[The problem]
Report how many lines of the material below contain the string "Target", giving only the number.

Collected data entries

/---

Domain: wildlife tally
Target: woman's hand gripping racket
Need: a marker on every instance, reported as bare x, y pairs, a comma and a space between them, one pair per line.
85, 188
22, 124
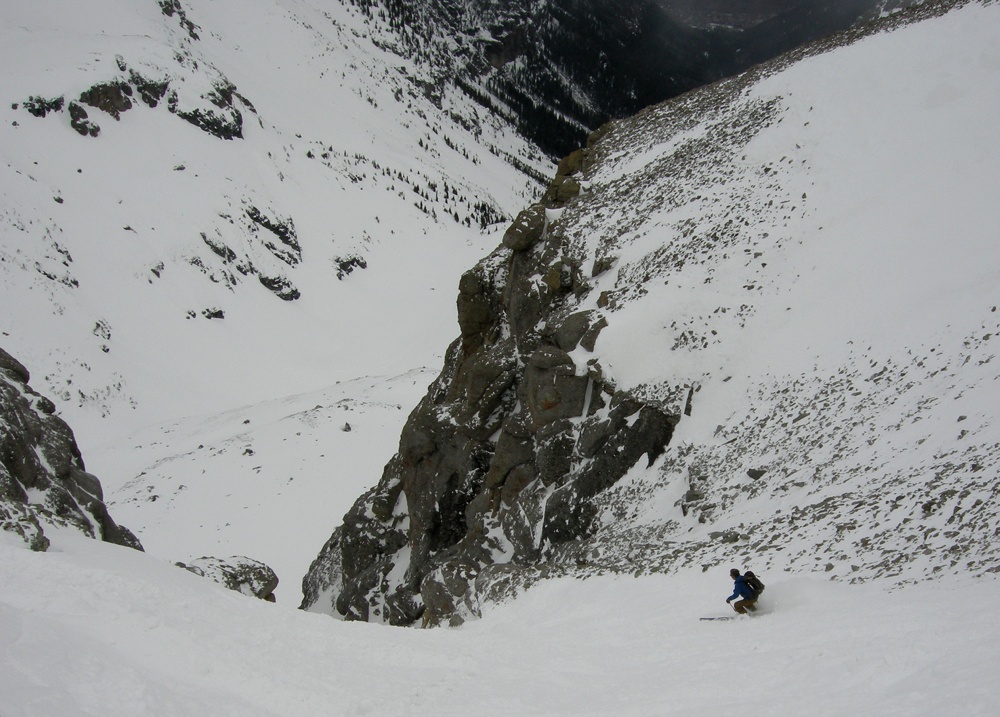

\---

[Written answer]
1